Written tasks ->
• 1. Output the part of the podcast comment thread starting at "Huge fan of" and ending at "your comment, Karen!", copied word for word.
• 2. Translate this sentence from the podcast comment thread into Spanish: "It's interesting to see that you came to the same conclusion through your own experience."
• 3. In one to three sentences, explain why Anthony says in the podcast comment thread that doing market research in his niche gave him focus.

Selected excerpt ->
Thank you, Harry! :)
Shane, you are my inspiration! Over & over!
This podcast resonates with me because I’ve always been had the “it has to be perfect [because this is my one chance]” mindset!
I have listened to your “Perfection” podcast, & I guess — in theory — I knew what “perfectionist” issues I had, but until I heard this podcast about “experimentation mindset” I still was trying to be “too perfect!” […and allowing myself to be distracted by other “bright, shiny objects — yep! Listened to that one too!]LoL!
Something about the “experimentation mindset” approach really clicked! I immediately started thinking more freely about content (I’m still trying to write that 1st piece of “epic” content for my website! Only for several **months** now! Embarrassing to acknowledge that! ) But this mindset triggered all sorts of different experimental approaches I can try with just my 4-5 “epic” or cornerstone articles!
And…I’m sure I’ll be freed up to find all sorts of other ways to “experiment” especially when it comes to promoting and marketing my content!
Huge fan of all things thrive…as I have written before, but little did I know when finding Thrive I would also get access to your continuing business wisdom!
Thanks you so much!
Thank you for your comment, Karen!
It seems that you have many of the same problems that I struggled with as well and it’s great to see that my content about these topics resonates with you so much. :)
Have fun with your new experimental approach!
fantastic podcast, thank you Shane
Thank you, Nolan!
Agree Shane – I am working like a dog and have been for years! I am making progress. This last week (spooky timing) I have made massive progress following this logic – doing a lot of market research in my niche has given me the focus as I now have a much better strategy – then it all fits and you can focus – best Anthony (ps always experimenting :) )
Thanks for your comment, Anthony! It’s interesting to see that you came to the same conclusion through your own experience. And I’m glad to know that it made a real difference for you as well. :)
Love so much this episode that I’m listening to it for the second time! The concept of focus that you outlined reminds me of when I started my “Beginners MMA class.” Of course, it was cool to do a bit of everything, but we all knew in the class that if we had to fight with for instance someone that was focusing only on BJJ, he would have smashed us :-)
That’s an interesting analogy. :)
Definitely true, though. The specialist has an advantage for quite along time, while the allrounder is trying to catch up.

Listed records ->

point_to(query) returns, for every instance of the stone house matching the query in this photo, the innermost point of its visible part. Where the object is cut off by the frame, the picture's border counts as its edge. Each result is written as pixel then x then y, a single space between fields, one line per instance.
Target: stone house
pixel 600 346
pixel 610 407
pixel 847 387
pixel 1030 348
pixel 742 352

Answers for the exercise ->
• 1.
Huge fan of all things thrive…as I have written before, but little did I know when finding Thrive I would also get access to your continuing business wisdom!
Thanks you so much!
Thank you for your comment, Karen!

• 2. Es interesante ver que llegaste a la misma conclusión a través de tu propia experiencia.

• 3. The market research gave him a much better strategy. With that strategy, everything fits together, and he can focus.